[Stored data entries]
'''

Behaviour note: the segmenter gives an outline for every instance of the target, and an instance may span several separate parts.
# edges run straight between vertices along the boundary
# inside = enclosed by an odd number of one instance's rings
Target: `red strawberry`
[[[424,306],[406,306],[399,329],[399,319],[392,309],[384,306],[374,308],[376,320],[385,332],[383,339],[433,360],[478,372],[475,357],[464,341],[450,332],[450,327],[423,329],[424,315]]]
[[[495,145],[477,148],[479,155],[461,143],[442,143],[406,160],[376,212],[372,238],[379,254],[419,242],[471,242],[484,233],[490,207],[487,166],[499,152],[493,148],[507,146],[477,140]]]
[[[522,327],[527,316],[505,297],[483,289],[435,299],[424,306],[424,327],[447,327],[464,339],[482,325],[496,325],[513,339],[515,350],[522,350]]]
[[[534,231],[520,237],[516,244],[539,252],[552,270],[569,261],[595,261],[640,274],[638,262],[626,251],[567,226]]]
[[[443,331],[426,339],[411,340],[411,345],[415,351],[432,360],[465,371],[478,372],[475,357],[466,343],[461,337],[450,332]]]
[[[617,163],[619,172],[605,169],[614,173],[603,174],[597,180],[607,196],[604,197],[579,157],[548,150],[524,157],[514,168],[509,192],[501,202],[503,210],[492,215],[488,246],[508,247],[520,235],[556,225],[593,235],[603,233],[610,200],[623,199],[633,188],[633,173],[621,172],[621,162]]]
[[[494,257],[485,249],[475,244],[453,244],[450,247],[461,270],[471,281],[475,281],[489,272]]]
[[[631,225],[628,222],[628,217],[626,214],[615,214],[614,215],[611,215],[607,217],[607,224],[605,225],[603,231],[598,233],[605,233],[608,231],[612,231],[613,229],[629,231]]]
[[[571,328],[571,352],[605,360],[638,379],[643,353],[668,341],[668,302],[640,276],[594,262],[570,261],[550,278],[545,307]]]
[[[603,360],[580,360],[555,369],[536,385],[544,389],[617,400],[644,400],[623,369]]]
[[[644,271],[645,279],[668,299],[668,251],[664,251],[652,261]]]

'''

• YOUR INSTRUCTIONS
Count the lines in the entries above that contain the string "instance", and reply with the number alone.

• SOLUTION TO THIS TASK
2